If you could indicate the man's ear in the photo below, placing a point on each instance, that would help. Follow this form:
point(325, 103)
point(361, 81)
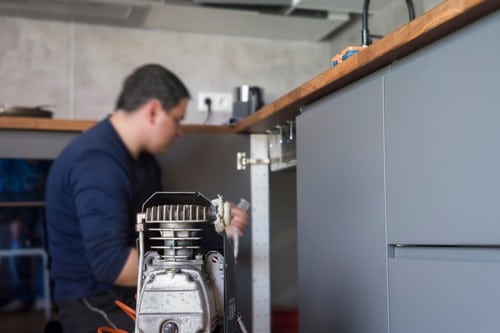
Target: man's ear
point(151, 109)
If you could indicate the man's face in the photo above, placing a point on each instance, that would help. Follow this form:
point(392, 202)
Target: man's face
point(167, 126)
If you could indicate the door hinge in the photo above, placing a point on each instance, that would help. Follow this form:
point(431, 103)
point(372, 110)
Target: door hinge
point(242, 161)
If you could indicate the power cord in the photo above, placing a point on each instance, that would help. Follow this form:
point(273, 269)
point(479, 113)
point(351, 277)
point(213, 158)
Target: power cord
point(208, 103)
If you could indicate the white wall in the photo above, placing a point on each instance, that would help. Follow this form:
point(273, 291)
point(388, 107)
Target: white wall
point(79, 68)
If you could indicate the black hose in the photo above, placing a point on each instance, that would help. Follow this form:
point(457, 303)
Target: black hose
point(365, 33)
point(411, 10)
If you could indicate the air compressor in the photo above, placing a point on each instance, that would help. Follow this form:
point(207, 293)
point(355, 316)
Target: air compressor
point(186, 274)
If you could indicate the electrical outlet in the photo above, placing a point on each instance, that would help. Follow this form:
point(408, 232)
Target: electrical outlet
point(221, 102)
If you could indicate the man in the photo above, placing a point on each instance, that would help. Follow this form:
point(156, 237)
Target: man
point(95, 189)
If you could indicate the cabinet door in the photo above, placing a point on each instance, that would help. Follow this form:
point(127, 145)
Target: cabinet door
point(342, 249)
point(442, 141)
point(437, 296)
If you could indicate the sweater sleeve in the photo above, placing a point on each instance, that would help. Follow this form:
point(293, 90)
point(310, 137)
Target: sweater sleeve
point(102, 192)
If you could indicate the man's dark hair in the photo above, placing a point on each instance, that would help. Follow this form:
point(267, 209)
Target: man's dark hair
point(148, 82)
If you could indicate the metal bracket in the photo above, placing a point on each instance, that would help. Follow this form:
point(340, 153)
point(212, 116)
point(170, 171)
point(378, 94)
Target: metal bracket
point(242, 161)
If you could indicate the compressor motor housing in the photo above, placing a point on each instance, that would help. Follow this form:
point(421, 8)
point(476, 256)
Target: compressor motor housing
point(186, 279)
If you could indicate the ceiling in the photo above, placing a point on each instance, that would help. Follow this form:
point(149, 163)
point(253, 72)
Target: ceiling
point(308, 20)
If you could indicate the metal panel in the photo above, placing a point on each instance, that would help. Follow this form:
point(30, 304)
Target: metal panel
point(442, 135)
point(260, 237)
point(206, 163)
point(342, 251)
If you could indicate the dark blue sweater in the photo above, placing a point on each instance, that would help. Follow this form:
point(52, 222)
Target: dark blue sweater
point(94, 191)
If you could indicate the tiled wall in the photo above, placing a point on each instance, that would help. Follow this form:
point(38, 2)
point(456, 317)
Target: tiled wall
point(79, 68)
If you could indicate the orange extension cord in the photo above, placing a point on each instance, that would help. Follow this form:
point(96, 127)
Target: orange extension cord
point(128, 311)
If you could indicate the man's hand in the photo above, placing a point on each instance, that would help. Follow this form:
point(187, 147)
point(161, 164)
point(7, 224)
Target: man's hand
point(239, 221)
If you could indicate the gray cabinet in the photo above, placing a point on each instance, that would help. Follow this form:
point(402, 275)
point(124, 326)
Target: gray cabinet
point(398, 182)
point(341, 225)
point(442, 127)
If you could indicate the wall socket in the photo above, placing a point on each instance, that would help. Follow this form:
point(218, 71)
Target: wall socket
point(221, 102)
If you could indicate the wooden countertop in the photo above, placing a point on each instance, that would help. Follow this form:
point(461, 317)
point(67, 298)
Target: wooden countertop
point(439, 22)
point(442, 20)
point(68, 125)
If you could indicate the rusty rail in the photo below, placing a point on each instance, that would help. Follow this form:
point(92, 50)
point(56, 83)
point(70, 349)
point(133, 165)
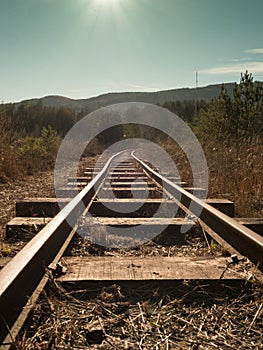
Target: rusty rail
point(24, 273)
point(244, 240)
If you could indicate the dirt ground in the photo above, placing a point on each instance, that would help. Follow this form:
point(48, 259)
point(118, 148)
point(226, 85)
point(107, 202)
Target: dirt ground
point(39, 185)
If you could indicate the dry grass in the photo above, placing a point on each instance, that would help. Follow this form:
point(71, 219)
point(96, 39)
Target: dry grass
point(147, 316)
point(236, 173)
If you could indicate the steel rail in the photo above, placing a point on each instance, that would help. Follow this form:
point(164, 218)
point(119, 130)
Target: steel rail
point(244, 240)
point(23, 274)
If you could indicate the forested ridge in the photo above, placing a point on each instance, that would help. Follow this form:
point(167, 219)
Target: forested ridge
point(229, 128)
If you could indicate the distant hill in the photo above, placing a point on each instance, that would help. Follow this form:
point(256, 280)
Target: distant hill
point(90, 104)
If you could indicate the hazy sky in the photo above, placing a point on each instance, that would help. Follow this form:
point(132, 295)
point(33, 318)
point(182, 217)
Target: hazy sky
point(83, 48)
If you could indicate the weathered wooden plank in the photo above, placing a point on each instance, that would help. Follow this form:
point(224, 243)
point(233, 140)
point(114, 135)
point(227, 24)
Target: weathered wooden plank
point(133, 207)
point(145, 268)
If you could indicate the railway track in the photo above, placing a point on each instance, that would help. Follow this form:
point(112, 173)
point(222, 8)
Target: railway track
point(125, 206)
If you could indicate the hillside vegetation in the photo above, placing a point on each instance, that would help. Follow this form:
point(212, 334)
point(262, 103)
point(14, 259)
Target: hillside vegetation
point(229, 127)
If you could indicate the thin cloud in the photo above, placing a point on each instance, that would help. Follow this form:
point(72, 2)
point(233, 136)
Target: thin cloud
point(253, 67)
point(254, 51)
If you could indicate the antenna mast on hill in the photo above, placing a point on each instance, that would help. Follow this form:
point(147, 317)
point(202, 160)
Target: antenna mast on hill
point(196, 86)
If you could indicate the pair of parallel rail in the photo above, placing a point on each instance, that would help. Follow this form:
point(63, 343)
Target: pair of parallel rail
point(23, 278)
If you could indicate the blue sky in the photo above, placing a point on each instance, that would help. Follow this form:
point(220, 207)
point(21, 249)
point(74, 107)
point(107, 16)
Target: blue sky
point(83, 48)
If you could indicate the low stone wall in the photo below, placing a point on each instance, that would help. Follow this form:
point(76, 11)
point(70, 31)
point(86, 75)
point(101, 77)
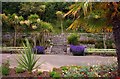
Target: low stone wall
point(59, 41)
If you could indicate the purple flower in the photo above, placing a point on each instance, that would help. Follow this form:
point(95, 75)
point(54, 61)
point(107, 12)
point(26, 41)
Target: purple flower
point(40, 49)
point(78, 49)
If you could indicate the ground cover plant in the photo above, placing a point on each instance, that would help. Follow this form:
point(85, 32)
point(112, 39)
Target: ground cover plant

----

### Exercise brief
Please copy out everything in the material above word for word, leaving out the pictures.

### Task response
If you could indicate the man's ear in the photo below, placing a point on each instance, that would help. Follow this form:
point(325, 103)
point(361, 81)
Target: man's ear
point(151, 109)
If you could indicate the man's face in the photo above, placing a point on each instance, that would help. Follow this form:
point(392, 202)
Target: man's face
point(167, 126)
If you could indicate the door hinge in the photo above, placing a point on each instance, that would help. Follow this form:
point(431, 103)
point(372, 110)
Target: door hinge
point(242, 161)
If you could indicate the power cord in the photo above, placing a point on each instance, that would help. Follow this form:
point(273, 269)
point(479, 113)
point(351, 277)
point(213, 158)
Target: power cord
point(208, 103)
If you could indicate the white wall in the photo above, placing a point on each instance, that would help. Follow this form:
point(273, 291)
point(388, 107)
Target: white wall
point(79, 68)
If you could indicate the black hose in the photo above, placing a point on each instance, that would help. Follow this form:
point(457, 303)
Target: black hose
point(365, 33)
point(411, 10)
If you could indicate the air compressor in the photo above, placing a point on each instance, that would help. Follow this form:
point(207, 293)
point(355, 316)
Target: air compressor
point(186, 274)
If you could indicate the electrical outlet in the photo above, placing a point on each instance, that would help. Follow this form:
point(408, 232)
Target: electrical outlet
point(221, 102)
If you could indicate the man in the photo above, placing a point on each instance, that would help. Follow this form:
point(156, 237)
Target: man
point(95, 189)
If you could indicate the cabinet door in the photo above, placing a point on each instance, that would help. Follow this form:
point(127, 145)
Target: cabinet door
point(342, 249)
point(442, 141)
point(437, 296)
If you could indicate the sweater sleeve in the photo above, placing a point on each instance, that would help. Follow this form:
point(293, 90)
point(310, 137)
Target: sweater sleeve
point(102, 192)
If you could indicate the man's dark hair in the photo above, placing a point on each instance, that would help. Follow this form:
point(267, 209)
Target: man's dark hair
point(148, 82)
If you could indicate the metal bracket in the photo above, placing a point on each instance, that would help. Follow this form:
point(340, 153)
point(212, 116)
point(170, 171)
point(378, 94)
Target: metal bracket
point(242, 161)
If you could indicate the compressor motor housing in the photo above, placing a point on each instance, that would help. Follow this form:
point(421, 8)
point(476, 256)
Target: compressor motor housing
point(186, 279)
If you could indicate the ceiling in the photo above, placing a point on each instance, that would help. Follow this form:
point(149, 163)
point(253, 72)
Target: ceiling
point(308, 20)
If you could indicate the metal panel in the photo above, placing a point on each instance, that would help. Follow this form:
point(30, 304)
Target: metal panel
point(442, 135)
point(260, 237)
point(206, 163)
point(342, 251)
If you could indicate the dark blue sweater in the photo above, placing a point on each instance, that would help. Follow this form:
point(52, 222)
Target: dark blue sweater
point(94, 191)
If you could indicate the tiled wall in the photo above, placing a point on each instance, that would help. Follow this form:
point(38, 2)
point(456, 317)
Target: tiled wall
point(79, 68)
If you could indicate the orange extension cord in the photo above, placing a point on each instance, that would help. Follow this form:
point(96, 127)
Target: orange extension cord
point(128, 311)
If you could indicate the man's hand in the photo above, placing a point on each instance, that would help. Follow this form:
point(187, 147)
point(161, 164)
point(7, 224)
Target: man's hand
point(239, 221)
If you could indicate the gray cabinet in the photo above, placing a point on each instance, that would help. Follow this form:
point(402, 275)
point(124, 326)
Target: gray cabinet
point(398, 182)
point(341, 225)
point(442, 127)
If you could indicate the wall socket in the photo above, placing a point on each instance, that would help. Follow this form:
point(218, 71)
Target: wall socket
point(221, 102)
If you could indicate the wooden countertop in the photo above, placing a point on each instance, that would help. Follow this form:
point(461, 317)
point(67, 298)
Target: wooden countertop
point(439, 22)
point(442, 20)
point(68, 125)
If you could indicate the rusty rail in the photo below, placing a point on each instance, that would help. Follow this form:
point(92, 50)
point(56, 83)
point(70, 349)
point(133, 165)
Target: rusty rail
point(24, 273)
point(244, 240)
If you could indicate the dirt ground in the photo above, placing a point on each instance, that would help. Follow this form:
point(48, 259)
point(118, 148)
point(226, 85)
point(107, 202)
Target: dirt ground
point(39, 185)
If you could indicate the dry grass in the photo above, placing a point on each instance, that would help. Follow this form:
point(71, 219)
point(96, 39)
Target: dry grass
point(147, 316)
point(236, 173)
If you could indicate the steel rail in the photo above, placing a point on each instance, that would help. Follow this form:
point(164, 218)
point(119, 130)
Target: steel rail
point(244, 240)
point(23, 274)
If you could indicate the forested ridge in the photo above, placing a point on each instance, that would help. Follow this form:
point(167, 219)
Target: forested ridge
point(229, 128)
If you could indicate the distant hill in the photo above, placing a point on each instance, that would help. Follow this form:
point(256, 280)
Target: distant hill
point(90, 104)
If you could indicate the hazy sky in the photo above, placing a point on each instance, that would help. Follow this form:
point(132, 295)
point(33, 318)
point(182, 217)
Target: hazy sky
point(83, 48)
If you could indicate the weathered wooden plank in the photo above, placing a point on each instance, that would help. Follow this form:
point(224, 243)
point(233, 140)
point(114, 135)
point(227, 24)
Target: weathered wooden plank
point(133, 207)
point(145, 268)
If you could indicate the railway track in the photo above, placing a point on each instance, that would help. Follow this form:
point(112, 173)
point(222, 8)
Target: railway track
point(125, 206)
If you could indicate the hillside vegetation in the photo above, placing a point on each instance, that would help. Follow this form:
point(212, 334)
point(262, 103)
point(14, 259)
Target: hillside vegetation
point(229, 127)
If you could indicate the thin cloud in the photo above, placing a point on each instance, that would help. Follow this form:
point(72, 2)
point(233, 136)
Target: thin cloud
point(253, 67)
point(254, 51)
If you could indicate the antenna mast on hill in the photo above, placing a point on each instance, that would help. Follow this form:
point(147, 317)
point(202, 160)
Target: antenna mast on hill
point(196, 86)
If you could indicate the pair of parallel rail in the photo above, placing a point on each instance, that would help. Follow this form:
point(63, 343)
Target: pair of parallel rail
point(23, 278)
If you could indicate the blue sky in the photo above, placing a point on each instance, that would help. Follow this form:
point(220, 207)
point(21, 249)
point(74, 107)
point(107, 16)
Target: blue sky
point(83, 48)
If you could indicate the low stone wall in the photo below, placing a point on each instance, that would help. Follow this form:
point(76, 11)
point(70, 31)
point(86, 75)
point(101, 77)
Target: low stone wall
point(59, 41)
If you could indicate the purple flower in the photo above, placing a point on each instance, that would help. Follow this form:
point(95, 75)
point(54, 61)
point(107, 12)
point(26, 41)
Target: purple flower
point(40, 49)
point(78, 49)
If you could indicate the ground cover plant in the photo above, placing a point on each instance, that would help. Follow this form:
point(85, 32)
point(112, 39)
Target: ground cover plant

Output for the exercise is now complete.